» **Exercise directions**
Continue the passage describing the pressing portion of the air outlet louver, starting after its final sentence about the louver spring.

» **Source excerpt**
'''

Figure 4 is an exploded perspective view showing an enlarged view of the pressing portion 30 and its surroundings. The second end 11b is provided with a storage portion 111a. The storage portion 111a forms a storage space that opens to the end face of the second end 11b. At least a portion of the pressing portion 30 is stored in the storage portion 111a, and thus at least a portion of the pressing portion 30 is stored in the fin 111.

The pressing portion 30 has a louver spring 31 and a louver spacer 32. The pressing portion 30 is provided on the fin 111 by inserting the louver spring 31 and the louver spacer 32 into the storage portion 111a in that order. The louver spring 31 is an elastic member, and in this embodiment is composed of a leaf spring. The louver spring 31 is disposed at the bottom of the storage portion 111a, and biases the louver spacer 32 toward the inner surface of the air outlet member 1 that faces the pressing portion 30 (the inner surface of the side wall 1b as can be seen from FIG. 2). The louver spring 31 as an elastic member has an elastic function that controls and stabilizes the pressure or biasing force on the louver spacer 32.

'''

» **Given entries**

'''

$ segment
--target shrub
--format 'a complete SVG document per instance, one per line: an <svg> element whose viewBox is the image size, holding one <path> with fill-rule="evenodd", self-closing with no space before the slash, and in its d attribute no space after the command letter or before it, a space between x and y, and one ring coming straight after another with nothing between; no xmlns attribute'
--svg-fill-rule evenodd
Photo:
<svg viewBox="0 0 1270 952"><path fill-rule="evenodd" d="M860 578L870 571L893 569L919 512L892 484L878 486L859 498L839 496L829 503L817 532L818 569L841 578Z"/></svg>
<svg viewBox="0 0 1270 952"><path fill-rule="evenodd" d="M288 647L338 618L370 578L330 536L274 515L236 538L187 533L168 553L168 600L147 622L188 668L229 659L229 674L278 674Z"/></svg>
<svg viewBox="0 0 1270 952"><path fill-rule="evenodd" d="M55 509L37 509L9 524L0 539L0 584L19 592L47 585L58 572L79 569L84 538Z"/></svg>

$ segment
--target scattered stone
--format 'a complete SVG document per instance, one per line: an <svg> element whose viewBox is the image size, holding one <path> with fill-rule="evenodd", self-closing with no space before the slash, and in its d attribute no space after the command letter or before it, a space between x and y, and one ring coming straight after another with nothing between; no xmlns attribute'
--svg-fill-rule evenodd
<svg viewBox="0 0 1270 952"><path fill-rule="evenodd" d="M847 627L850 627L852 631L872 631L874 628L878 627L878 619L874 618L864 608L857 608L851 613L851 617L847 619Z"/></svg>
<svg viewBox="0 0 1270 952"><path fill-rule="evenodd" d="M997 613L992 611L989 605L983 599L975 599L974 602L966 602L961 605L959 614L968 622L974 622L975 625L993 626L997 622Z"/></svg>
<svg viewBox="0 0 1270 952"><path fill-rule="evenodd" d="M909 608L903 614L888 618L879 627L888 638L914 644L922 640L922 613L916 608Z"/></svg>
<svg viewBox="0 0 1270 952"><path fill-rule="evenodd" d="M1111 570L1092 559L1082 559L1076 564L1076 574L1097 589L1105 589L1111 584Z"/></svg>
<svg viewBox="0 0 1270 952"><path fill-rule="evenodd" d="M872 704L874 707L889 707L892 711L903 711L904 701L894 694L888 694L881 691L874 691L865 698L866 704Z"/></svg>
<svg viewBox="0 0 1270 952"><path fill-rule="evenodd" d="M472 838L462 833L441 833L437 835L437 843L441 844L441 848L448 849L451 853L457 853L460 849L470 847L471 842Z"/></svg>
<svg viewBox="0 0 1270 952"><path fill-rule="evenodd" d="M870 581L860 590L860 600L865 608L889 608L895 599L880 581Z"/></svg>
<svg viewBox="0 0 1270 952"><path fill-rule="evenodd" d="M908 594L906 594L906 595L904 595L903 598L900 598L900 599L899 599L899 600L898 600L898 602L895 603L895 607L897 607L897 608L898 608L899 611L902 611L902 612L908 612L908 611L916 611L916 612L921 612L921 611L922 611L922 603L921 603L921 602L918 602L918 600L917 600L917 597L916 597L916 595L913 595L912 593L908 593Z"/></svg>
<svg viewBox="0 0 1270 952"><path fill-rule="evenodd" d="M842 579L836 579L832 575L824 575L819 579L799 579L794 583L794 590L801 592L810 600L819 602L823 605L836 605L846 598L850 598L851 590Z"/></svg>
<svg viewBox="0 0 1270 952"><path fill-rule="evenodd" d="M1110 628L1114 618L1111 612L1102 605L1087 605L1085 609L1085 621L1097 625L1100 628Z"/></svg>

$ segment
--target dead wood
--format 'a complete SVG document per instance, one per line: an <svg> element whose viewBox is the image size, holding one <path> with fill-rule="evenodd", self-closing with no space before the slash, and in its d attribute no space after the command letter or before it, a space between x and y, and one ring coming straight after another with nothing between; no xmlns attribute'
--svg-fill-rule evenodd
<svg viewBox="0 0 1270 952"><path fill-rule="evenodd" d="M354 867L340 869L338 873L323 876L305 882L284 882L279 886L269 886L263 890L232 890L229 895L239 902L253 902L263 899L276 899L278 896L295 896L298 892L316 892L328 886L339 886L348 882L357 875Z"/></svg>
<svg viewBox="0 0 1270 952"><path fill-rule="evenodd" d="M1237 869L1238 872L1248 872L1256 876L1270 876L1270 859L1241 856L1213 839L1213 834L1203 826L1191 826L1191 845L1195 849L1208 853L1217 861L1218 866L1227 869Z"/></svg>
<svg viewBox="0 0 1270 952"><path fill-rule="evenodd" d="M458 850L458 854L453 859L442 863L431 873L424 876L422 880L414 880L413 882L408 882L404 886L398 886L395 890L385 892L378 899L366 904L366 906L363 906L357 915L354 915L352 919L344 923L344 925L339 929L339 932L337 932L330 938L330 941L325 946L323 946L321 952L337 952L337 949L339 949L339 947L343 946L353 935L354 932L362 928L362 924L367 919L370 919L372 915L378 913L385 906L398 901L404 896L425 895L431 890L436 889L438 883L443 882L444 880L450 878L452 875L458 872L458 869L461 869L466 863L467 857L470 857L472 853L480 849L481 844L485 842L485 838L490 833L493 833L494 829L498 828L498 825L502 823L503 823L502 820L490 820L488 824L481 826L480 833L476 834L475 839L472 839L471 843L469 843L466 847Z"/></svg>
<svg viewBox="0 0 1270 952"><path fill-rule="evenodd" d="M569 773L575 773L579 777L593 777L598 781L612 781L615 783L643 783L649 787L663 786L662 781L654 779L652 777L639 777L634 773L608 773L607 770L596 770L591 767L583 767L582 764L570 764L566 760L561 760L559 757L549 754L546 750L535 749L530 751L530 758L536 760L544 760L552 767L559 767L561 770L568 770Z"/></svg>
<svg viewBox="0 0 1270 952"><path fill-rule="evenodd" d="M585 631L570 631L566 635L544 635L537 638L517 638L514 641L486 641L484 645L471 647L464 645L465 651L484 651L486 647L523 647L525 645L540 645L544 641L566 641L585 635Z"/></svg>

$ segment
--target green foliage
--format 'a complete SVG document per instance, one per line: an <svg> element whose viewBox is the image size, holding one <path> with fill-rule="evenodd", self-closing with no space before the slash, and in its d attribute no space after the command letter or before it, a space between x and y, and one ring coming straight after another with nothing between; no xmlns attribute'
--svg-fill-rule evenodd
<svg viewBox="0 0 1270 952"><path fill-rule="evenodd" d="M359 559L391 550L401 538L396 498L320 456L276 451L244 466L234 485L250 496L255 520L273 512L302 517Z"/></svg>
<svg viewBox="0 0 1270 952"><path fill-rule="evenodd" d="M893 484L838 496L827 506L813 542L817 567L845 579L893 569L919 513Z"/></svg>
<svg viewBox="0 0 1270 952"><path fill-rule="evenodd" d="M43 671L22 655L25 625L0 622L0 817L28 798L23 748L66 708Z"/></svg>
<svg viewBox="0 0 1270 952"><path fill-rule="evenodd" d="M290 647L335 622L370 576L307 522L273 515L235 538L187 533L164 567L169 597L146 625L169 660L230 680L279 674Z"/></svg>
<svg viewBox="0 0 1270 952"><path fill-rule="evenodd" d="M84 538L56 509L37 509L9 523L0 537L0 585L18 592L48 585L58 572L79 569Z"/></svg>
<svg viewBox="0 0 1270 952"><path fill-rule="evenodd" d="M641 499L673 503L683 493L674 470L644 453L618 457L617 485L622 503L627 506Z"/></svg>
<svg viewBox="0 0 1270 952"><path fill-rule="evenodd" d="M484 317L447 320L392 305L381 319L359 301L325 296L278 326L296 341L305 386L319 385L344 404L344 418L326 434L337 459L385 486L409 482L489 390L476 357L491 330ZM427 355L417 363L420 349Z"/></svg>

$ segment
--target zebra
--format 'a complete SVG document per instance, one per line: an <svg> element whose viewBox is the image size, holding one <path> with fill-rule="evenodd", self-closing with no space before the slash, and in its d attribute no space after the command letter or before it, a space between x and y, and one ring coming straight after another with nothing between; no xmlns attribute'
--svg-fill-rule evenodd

'''

» **Exercise result**
The louver spacer 32 is a sliding member and is made of a soft sliding member. The soft sliding member is applied to the louver spacer 32 for the purpose of controlling the operating force. The soft sliding member is made of, for example, an elastomer, and is softer than the first fin 11. Elastomers generally have a high coefficient of friction, and examples of the elastomer that can be used include thermosetting elastomers such as natural rubber (NR), silicone rubber (SI), and fluororubber (FKM), and polyvinyl chloride thermoplastic elastomers (TPVC).

When the first fins 11 are operated, the louver spacer 32 slides against the inner surface of the side wall 1b while being pressed against the inner surface of the side wall 1b by the louver spring 31. The pressing portion 30 functions as an operating force setting portion by generating frictional resistance in this manner, and the louver spacer 32 that abuts against the inner surface of the side wall 1b partially protrudes from the fin 111. Therefore, the louver spring 31 and a part of the louver spacer 32 are contained in the fin 111 and cannot be seen from the outside.

Next, we will explain the main effects of this embodiment.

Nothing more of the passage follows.